• WHAT THE TASK REQUIRES: Count the lines in the data below that contain the word "shelf" and reply with that number alone.

• RECORDS FOR THE TASK:

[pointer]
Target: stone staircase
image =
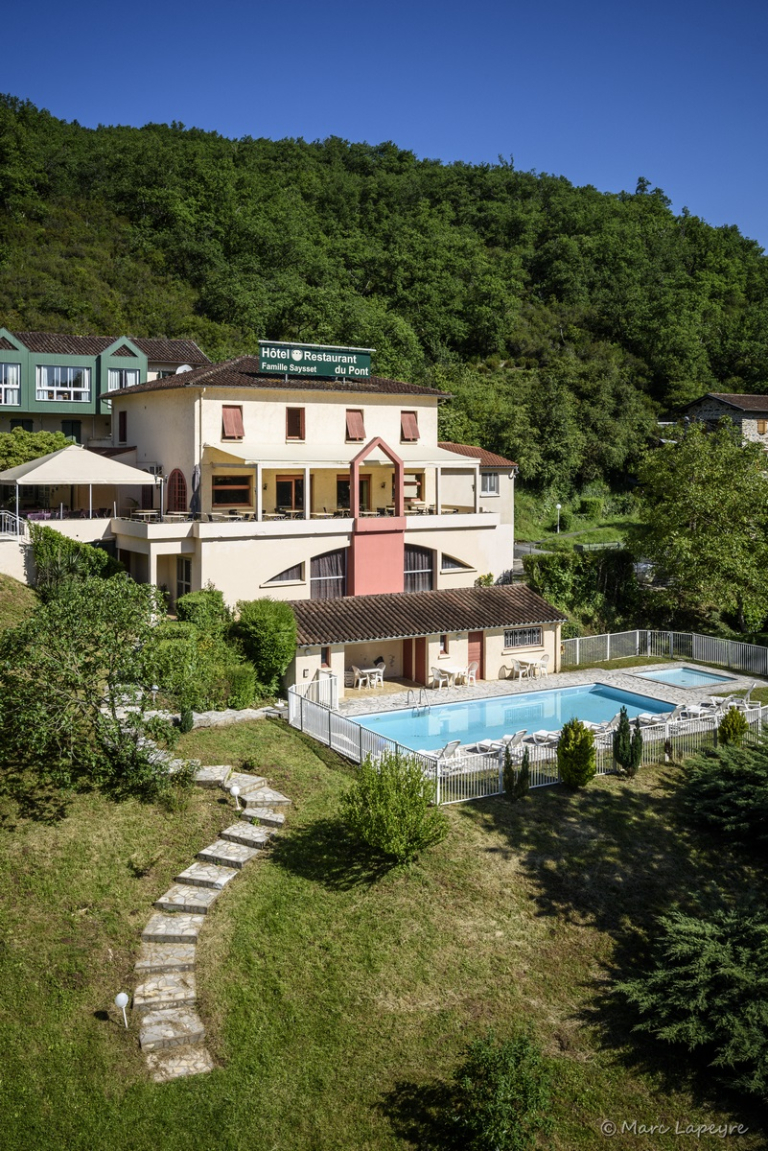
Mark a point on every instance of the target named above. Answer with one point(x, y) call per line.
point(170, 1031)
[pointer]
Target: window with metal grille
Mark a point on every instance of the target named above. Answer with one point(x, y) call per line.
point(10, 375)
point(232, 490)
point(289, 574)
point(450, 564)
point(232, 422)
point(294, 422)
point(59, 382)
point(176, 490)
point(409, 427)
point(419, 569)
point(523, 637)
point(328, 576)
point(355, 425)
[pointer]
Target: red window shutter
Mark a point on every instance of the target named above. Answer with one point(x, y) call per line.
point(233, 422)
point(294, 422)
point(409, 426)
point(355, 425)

* * *

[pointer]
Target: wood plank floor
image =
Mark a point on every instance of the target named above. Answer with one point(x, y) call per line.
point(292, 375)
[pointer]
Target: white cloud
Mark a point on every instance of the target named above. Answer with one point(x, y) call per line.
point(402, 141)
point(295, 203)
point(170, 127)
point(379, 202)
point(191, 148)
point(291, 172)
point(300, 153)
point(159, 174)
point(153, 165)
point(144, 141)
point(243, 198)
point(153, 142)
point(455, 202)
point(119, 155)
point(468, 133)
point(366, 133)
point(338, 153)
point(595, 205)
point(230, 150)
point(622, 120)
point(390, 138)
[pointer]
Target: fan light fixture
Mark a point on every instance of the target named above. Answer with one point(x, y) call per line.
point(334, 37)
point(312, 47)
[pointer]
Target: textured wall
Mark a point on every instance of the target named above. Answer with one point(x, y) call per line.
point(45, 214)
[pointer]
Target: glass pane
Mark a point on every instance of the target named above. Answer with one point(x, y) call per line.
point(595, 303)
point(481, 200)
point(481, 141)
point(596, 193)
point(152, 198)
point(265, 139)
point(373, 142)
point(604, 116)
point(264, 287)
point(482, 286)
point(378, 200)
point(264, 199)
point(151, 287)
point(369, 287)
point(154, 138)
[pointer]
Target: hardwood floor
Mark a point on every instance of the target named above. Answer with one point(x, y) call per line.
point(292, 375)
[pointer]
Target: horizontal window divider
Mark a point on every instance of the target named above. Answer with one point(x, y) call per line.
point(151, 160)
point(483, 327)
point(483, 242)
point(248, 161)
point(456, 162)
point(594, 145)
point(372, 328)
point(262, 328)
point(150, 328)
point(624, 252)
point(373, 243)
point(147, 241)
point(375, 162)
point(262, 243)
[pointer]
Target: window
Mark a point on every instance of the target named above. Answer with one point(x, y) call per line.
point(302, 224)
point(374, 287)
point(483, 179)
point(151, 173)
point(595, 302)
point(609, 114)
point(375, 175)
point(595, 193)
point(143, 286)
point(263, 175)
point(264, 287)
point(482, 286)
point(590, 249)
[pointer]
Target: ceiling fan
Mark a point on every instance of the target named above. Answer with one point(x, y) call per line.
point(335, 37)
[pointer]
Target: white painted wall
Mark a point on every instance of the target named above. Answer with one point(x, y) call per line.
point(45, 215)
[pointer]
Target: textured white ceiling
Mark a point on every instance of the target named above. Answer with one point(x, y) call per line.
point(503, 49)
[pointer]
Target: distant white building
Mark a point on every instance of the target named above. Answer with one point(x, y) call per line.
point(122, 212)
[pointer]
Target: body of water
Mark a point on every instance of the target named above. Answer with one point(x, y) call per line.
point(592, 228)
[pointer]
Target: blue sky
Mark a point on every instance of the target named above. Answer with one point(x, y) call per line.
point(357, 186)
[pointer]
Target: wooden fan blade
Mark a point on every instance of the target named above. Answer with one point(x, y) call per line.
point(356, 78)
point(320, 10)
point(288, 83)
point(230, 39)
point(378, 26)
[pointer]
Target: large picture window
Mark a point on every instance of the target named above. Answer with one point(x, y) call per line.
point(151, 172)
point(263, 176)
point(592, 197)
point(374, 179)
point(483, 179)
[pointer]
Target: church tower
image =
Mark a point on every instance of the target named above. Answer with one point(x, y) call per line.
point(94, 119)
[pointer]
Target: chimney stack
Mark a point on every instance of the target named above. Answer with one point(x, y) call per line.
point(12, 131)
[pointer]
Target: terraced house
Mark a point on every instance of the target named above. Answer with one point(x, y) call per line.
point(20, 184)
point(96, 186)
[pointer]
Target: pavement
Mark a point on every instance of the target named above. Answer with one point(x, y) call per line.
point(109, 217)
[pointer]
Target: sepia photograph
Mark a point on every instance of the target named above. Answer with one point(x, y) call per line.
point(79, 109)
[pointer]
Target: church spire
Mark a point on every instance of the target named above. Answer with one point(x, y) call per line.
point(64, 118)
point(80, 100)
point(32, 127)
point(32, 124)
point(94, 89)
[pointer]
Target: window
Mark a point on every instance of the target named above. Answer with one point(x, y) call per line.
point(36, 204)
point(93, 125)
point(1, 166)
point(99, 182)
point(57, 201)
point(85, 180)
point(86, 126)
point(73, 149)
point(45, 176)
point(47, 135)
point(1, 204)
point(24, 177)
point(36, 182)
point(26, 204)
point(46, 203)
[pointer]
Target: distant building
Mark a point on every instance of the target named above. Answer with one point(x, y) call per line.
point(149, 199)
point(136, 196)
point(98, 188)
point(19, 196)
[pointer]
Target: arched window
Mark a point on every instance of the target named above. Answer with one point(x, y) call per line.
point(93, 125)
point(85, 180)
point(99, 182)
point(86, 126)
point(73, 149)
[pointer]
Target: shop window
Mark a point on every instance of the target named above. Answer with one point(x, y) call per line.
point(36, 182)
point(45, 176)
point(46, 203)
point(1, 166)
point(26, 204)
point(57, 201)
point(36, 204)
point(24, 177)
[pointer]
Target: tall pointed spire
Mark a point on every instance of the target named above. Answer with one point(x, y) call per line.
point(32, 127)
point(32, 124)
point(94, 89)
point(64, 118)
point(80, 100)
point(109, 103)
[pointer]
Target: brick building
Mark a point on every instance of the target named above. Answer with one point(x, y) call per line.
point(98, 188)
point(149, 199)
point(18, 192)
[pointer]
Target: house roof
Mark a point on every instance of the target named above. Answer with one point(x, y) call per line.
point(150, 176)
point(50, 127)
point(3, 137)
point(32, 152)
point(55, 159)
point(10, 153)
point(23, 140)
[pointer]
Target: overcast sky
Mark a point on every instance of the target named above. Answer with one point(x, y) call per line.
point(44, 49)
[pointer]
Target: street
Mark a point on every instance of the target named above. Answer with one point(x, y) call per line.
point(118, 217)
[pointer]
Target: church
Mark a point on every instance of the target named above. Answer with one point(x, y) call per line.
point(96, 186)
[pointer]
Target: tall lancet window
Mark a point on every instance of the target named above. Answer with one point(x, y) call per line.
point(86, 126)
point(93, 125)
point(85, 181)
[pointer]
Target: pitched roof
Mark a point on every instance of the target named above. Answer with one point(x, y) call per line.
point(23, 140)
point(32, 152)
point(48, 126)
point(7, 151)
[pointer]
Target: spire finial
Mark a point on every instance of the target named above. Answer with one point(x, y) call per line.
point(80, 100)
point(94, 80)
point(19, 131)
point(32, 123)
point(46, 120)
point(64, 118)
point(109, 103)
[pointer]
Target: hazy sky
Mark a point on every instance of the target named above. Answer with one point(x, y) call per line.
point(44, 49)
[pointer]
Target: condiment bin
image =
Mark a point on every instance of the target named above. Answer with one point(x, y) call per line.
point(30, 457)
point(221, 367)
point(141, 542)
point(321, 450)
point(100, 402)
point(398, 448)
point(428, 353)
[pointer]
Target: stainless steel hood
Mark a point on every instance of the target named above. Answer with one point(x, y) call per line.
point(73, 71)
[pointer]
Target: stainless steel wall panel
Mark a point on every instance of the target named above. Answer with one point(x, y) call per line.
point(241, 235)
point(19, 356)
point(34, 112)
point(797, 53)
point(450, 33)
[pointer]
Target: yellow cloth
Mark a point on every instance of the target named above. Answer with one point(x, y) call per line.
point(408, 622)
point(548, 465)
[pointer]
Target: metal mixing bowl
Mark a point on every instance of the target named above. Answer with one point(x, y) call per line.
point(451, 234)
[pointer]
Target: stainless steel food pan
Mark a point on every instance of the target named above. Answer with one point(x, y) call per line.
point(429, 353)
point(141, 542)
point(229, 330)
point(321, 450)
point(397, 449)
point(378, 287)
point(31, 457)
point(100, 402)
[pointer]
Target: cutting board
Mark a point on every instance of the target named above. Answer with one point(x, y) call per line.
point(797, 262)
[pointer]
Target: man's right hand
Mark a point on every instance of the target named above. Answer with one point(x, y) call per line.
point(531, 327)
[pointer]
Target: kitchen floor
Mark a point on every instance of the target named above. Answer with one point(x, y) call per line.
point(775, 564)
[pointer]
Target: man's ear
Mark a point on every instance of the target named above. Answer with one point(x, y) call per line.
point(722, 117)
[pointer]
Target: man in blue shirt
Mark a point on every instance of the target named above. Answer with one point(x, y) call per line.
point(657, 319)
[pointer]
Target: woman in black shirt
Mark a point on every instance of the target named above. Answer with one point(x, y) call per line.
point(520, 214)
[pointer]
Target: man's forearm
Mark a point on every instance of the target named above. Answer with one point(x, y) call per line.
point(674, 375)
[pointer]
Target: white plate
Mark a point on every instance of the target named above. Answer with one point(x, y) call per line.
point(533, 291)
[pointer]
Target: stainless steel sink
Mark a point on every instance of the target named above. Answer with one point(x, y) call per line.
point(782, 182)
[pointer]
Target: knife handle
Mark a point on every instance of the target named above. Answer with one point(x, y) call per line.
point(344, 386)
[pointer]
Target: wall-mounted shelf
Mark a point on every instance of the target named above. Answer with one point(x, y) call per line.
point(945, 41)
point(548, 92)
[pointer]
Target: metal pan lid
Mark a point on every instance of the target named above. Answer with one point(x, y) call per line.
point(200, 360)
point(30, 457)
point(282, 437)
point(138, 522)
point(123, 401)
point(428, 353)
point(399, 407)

--

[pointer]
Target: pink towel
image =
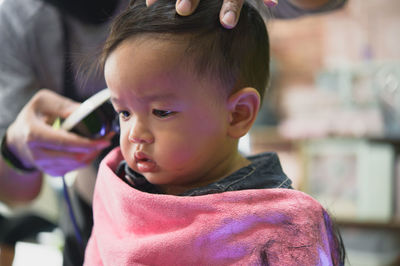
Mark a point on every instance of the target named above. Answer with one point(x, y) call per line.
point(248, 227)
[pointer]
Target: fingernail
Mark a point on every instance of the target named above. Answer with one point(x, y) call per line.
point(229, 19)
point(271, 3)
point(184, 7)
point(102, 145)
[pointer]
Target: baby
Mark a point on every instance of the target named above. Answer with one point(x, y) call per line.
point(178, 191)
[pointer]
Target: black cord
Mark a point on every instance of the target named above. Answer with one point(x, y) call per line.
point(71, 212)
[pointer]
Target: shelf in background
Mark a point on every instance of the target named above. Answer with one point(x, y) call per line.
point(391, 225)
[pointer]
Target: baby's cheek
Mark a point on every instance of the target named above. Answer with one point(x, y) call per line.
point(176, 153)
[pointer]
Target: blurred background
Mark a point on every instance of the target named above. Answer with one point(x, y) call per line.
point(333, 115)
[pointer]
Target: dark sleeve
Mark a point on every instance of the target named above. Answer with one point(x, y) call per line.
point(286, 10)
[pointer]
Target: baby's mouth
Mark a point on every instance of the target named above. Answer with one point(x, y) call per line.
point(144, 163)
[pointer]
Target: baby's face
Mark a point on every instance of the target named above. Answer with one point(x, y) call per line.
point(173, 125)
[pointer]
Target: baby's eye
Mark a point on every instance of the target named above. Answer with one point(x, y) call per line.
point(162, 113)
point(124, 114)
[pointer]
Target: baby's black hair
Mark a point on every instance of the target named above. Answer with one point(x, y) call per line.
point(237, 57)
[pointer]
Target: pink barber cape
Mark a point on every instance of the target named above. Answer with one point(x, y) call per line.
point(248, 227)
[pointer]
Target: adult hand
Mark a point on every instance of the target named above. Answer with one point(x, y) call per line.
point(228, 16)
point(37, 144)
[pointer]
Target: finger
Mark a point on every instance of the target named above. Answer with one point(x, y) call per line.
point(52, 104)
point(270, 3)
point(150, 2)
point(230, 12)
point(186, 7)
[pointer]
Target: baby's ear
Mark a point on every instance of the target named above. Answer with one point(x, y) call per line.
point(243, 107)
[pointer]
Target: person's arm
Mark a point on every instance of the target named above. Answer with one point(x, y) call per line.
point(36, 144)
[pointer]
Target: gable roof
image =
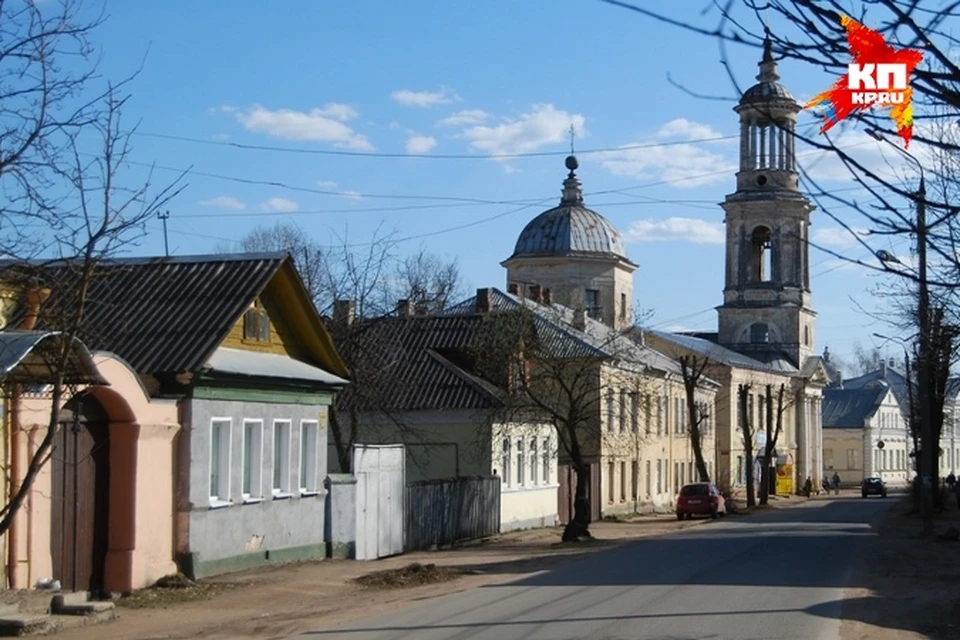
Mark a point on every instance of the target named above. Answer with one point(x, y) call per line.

• RESULT: 2